(CONSIGNES):
**1)** Pour chaque affirmation sur le dialogue de la marche vers la Chambre, répondez par oui ou non en citant mot pour mot la phrase du texte qui tranche. (a) On peut revenir en arrière par le même chemin. (b) La Chambre se trouve à 200 mètres en ligne droite. (c) D'habitude, le tunnel se traverse à la nage.
**2)** Reprenez le dialogue de la marche vers la Chambre juste après sa dernière réplique.

(PASSAGE À LIRE):
Vous êtes fatigué, déjà ?
Seigneur...
Ecoutez-le, je crois qu'il recommence avec ses sermons.
Que le projet s'accomplisse.
Qu'ils se fient à ce qu'ils voient.
Et qu'ils s'amusent à découvrir leurs passions.
Ce qu'ils nomment ainsi en réalité n'a rien à voir avec l'énergie de l'âme,
ce n'est que le produit de son frottement contre le monde matériel.
L'essentiel, c'est qu'ils en viennent enfin à croire en eux-mêmes.
Et deviennent impuissants comme les enfants,
car la faiblesse est grande et la force n'est rien.
A sa naissance, l'homme est faible et malléable,
quand il meurt il est dur de chair et dur de coeur.
Le bois de l'arbre qui pousse est tendre et souple,
quand il sèche et perd sa souplesse, l'arbre meurt.
Coeur sec et force sont les compagnons de la mort.
Malléabilité et faiblesse expriment la fraîcheur de l'existant.
C'est pourquoi ce qui a durci ne peut vaincre.
Arrivez ici ! Nous progressons normalement.
On est bientôt dans le tunnel sec, après c'est plus facile.
Touchons du bois.
- Quoi, nous repartons ? - Oui. Ça vous surprend ?
Je pensais que vous vouliez seulement nous montrer quelque chose.
- Et mon sac à dos ? - Que lui est-il arrivé à votre sac ?
Resté là-bas. Est-ce que je savais que nous repartons pour de bon ?
- Tant pis pour le sac. Trop ***. - Ah non, je vais le chercher.
- C'est impossible. - Mais j'ai besoin de mon sac !
Puisque je vous le dis: ici on ne retourne jamais par le même chemin !
Laissez-le où il est et n'y pensez plus. Vous avez des diamants dedans ?
La Chambre vous donnera tout ce que vous désirez.
Mais si. Une montagne de sacs à dos.
Et c'est encore loin, cette chambre ?
200 mètres en ligne droite, mais ici les droites n'ont pas cours.
Allons-y.
Laissez votre empirisme, Professeur. Le miracle l'ignore.
Souvenez-vous de saint Pierre, comment il a manqué de se noyer.
Avancez, l'Ecrivain.
Où dois-je aller ?
Prenez par l'escalier.
Professeur, où êtes-vous passé ?
Et voici le tunnel.
Vous appelez ça un tunnel sec ?
Une plaisanterie du cru. D'ordinaire nous le franchissons à la nage.
Minute, où est le Professeur ?
- Hein ? - Le Professeur a disparu !
Où aviez-vous les yeux ? Il fermait la marche derrière vous.
Il a dû s'attarder et se sera égaré.
Lui, égaré ? Je suis sûr qu'il est allé récupérer son sac à dos.
Cette fois il a gagné...
Nous n'allons pas l'attendre ?
Impossible. A chaque instant, tout change. Nous continuons sans lui.
Regardez. Qu'est-ce que c'est ? D'où ça peut sortir ?
- Je vous ai expliqué. - Qu'est-ce que vous m'avez expliqué ?

(LIGNES):

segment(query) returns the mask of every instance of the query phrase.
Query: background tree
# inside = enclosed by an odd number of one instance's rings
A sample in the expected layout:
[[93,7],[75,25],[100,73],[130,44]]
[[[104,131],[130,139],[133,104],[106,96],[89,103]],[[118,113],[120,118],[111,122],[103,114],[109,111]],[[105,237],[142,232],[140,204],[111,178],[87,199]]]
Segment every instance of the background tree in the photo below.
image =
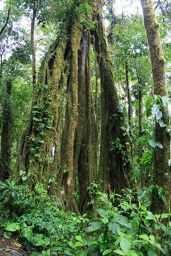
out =
[[[155,95],[160,95],[162,99],[167,97],[167,89],[166,83],[166,60],[164,58],[161,44],[159,24],[157,23],[151,0],[142,0],[144,26],[146,32],[153,76],[154,91]],[[156,101],[156,106],[159,105]],[[162,120],[168,122],[167,108],[162,110]],[[160,214],[169,212],[170,209],[170,167],[168,164],[169,159],[169,135],[162,127],[161,123],[156,121],[155,138],[157,142],[162,145],[162,148],[156,148],[154,155],[153,184],[155,188],[153,191],[153,202],[151,209],[153,212]],[[163,168],[164,166],[164,168]],[[164,195],[166,198],[167,205],[161,199],[159,198],[157,186],[161,186],[164,189]],[[156,199],[157,203],[156,202]]]

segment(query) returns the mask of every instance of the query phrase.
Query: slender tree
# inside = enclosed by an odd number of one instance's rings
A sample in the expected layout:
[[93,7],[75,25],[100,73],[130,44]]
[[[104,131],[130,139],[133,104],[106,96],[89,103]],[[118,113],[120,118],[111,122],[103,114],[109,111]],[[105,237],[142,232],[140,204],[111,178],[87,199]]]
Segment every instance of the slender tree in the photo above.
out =
[[[159,24],[155,18],[153,3],[151,0],[141,0],[141,2],[149,48],[154,94],[168,97],[165,75],[166,60],[163,57]],[[163,110],[163,120],[167,122],[168,118],[167,109]],[[155,152],[153,184],[155,189],[153,190],[153,202],[151,209],[154,213],[161,214],[163,212],[169,212],[170,209],[170,170],[168,164],[170,139],[169,134],[165,132],[164,127],[160,127],[159,123],[156,122],[155,130],[156,140],[161,143],[163,148],[158,147]],[[166,198],[167,205],[165,205],[161,198],[159,198],[158,194],[156,192],[157,186],[163,188],[163,194]]]

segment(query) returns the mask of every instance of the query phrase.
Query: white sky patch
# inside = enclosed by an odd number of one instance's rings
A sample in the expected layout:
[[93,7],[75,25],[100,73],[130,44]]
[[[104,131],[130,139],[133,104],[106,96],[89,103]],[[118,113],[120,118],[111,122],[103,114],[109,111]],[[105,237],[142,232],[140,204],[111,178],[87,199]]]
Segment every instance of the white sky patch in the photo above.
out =
[[0,10],[4,10],[4,0],[1,0],[0,2]]
[[130,15],[136,13],[136,10],[138,10],[140,14],[142,14],[142,10],[140,0],[120,0],[116,1],[114,5],[115,13],[121,14],[123,11],[125,15]]

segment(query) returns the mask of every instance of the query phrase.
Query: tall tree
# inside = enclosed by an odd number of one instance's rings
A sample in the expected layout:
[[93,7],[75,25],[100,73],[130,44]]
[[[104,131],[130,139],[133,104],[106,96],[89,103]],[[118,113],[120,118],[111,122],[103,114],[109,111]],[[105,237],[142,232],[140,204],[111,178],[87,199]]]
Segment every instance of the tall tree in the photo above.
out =
[[[63,27],[63,31],[60,31],[42,61],[13,173],[17,179],[20,170],[26,171],[27,182],[32,189],[37,182],[47,187],[52,175],[56,175],[57,186],[51,184],[50,192],[57,190],[67,200],[66,209],[77,214],[79,212],[73,186],[76,168],[80,191],[78,207],[81,214],[93,211],[93,207],[88,203],[91,199],[87,187],[97,178],[97,125],[91,86],[91,44],[97,53],[101,84],[101,144],[98,182],[102,183],[103,190],[107,190],[110,186],[111,191],[116,190],[117,193],[130,187],[128,175],[132,165],[129,142],[120,128],[123,118],[112,72],[102,6],[102,2],[98,0],[83,5],[78,2],[72,3],[67,9],[64,7],[65,29]],[[61,8],[60,12],[62,11]],[[65,93],[65,123],[59,158],[57,154],[60,151],[55,150],[53,156],[52,148],[54,145],[56,147],[60,139],[57,127],[61,118],[59,113],[63,110],[60,102]],[[122,151],[109,143],[118,137]],[[56,172],[59,158],[60,167]]]
[[[149,48],[154,94],[162,97],[168,97],[165,75],[166,60],[163,57],[161,44],[159,25],[155,18],[152,0],[141,0],[141,3]],[[167,122],[168,118],[168,109],[166,108],[163,111],[163,121]],[[170,209],[170,170],[168,164],[170,139],[168,133],[165,131],[165,127],[160,126],[159,122],[156,122],[155,130],[156,140],[161,143],[163,148],[157,147],[155,152],[153,184],[155,189],[153,190],[151,209],[154,213],[162,214],[169,212]],[[161,198],[159,198],[158,193],[156,191],[157,186],[161,186],[164,189],[166,206]]]

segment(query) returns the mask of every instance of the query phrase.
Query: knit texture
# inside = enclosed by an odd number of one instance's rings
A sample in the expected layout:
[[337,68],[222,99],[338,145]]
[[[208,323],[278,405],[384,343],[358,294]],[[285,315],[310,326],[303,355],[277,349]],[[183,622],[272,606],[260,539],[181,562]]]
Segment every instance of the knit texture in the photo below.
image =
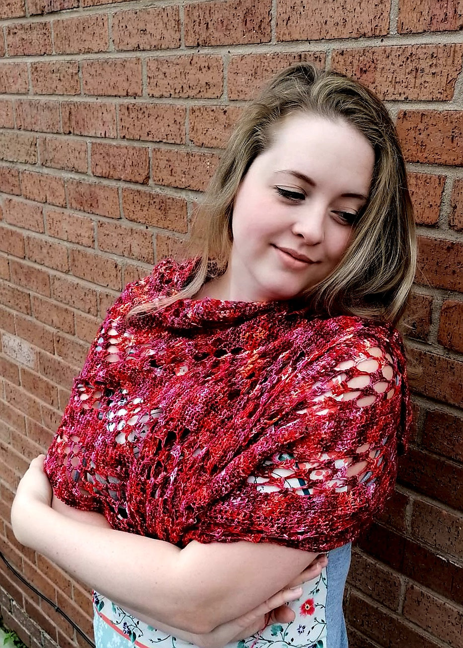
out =
[[125,321],[198,261],[161,261],[109,309],[45,460],[55,495],[180,547],[355,540],[407,445],[400,334],[296,300],[181,299]]

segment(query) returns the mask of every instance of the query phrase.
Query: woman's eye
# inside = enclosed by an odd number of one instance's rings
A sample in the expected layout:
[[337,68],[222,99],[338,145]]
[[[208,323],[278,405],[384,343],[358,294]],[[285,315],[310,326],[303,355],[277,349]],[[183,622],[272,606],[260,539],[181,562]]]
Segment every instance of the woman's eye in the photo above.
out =
[[343,222],[348,225],[353,225],[358,216],[358,214],[352,214],[350,211],[335,211],[334,213],[339,217]]
[[306,197],[305,194],[300,193],[299,191],[290,191],[289,189],[284,189],[282,187],[275,187],[275,191],[284,198],[288,198],[288,200],[293,200],[294,202],[298,200],[304,200]]

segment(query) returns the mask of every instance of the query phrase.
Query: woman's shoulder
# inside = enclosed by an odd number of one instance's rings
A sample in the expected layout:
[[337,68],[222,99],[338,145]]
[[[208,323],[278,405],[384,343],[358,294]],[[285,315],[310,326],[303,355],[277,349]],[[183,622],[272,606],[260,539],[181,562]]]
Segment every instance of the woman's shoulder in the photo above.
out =
[[400,333],[391,323],[359,316],[321,316],[302,320],[300,323],[302,329],[315,330],[333,344],[356,344],[367,339],[387,344],[396,340],[401,341]]
[[108,314],[113,318],[124,316],[135,306],[178,291],[191,273],[194,262],[194,259],[183,261],[171,257],[162,259],[149,275],[126,284]]

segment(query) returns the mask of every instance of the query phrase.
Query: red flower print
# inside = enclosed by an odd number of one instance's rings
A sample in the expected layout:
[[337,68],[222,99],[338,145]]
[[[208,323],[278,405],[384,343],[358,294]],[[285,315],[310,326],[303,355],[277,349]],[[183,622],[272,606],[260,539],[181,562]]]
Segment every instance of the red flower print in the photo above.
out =
[[315,607],[313,605],[313,599],[308,599],[304,601],[300,606],[300,614],[311,616],[315,614]]

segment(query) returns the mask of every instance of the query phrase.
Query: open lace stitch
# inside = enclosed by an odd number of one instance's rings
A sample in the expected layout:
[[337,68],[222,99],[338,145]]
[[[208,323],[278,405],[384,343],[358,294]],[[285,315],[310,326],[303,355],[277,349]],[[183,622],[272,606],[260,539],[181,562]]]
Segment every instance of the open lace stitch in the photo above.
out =
[[356,539],[407,445],[399,333],[296,302],[209,297],[126,321],[197,262],[161,262],[109,309],[45,460],[55,495],[179,546]]

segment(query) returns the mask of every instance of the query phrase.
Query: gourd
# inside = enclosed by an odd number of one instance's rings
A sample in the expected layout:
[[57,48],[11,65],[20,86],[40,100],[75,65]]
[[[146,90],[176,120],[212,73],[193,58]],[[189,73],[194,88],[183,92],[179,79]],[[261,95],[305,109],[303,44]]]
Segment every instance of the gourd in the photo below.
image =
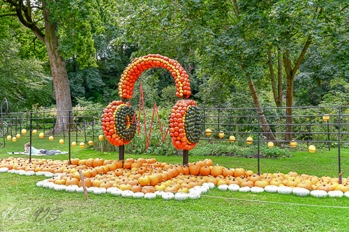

(RÉPONSES PAR TÂCHE):
**1)**
(a) Non : « ici on ne retourne jamais par le même chemin ! »
(b) Oui : « 200 mètres en ligne droite, mais ici les droites n'ont pas cours. »
(c) Oui : « D'ordinaire nous le franchissons à la nage. »

**2)**
La Zone, vous comprenez ?
Et voilà le disparu !
Certes, je vous sais gré d'avoir... enfin...
Comment avez-vous fait pour nous retrouver ?
A vrai dire à quatre pattes dans le cloaque, tout le chemin.
Incroyable. Et comment avez-vous réussi à nous devancer ?
Vous devancer ? Je me suis contenté d'aller récupérer mon sac.
Et notre boulon, comment s'est-il retrouvé ici ?
Grand Dieu... c'est un piège !
Porc-épic, c'est lui le boulon.
Comment la Zone a-t-elle pu nous laisser passer...
Seigneur, je ne fais plus un pas tant que...
Il ne manquerait plus que ça.
Allez, on se repose !
Et tenez-vous à distance, on sait jamais.
J'avoue à ma honte que je ne donnais pas cher du Professeur après ça.
C'est que...
Je ne sais jamais d'avance à qui j'ai affaire.
La situation s'éclaircit sur place, le plus souvent quand il est trop ***.
Nous, quoi ? Les caleçons du Professeur sont saufs, voilà l'important.
Fourrez pas le nez dans les caleçons des autres, si vous ne comprenez pas.
Qu'y a-t-il à comprendre ? Le binôme de Newton, tu parles.
Des abîmes de psychologie.
A l'institut, nous avons mauvaise presse.
Ils refusent de financer nos expéditions.
Je dois faire quoi ? Mon plein sac de manomètres, de merdomètres,
petite escapade illégale dans la Zone...
et hop, tous les prodiges du lieu au test de l'algèbre !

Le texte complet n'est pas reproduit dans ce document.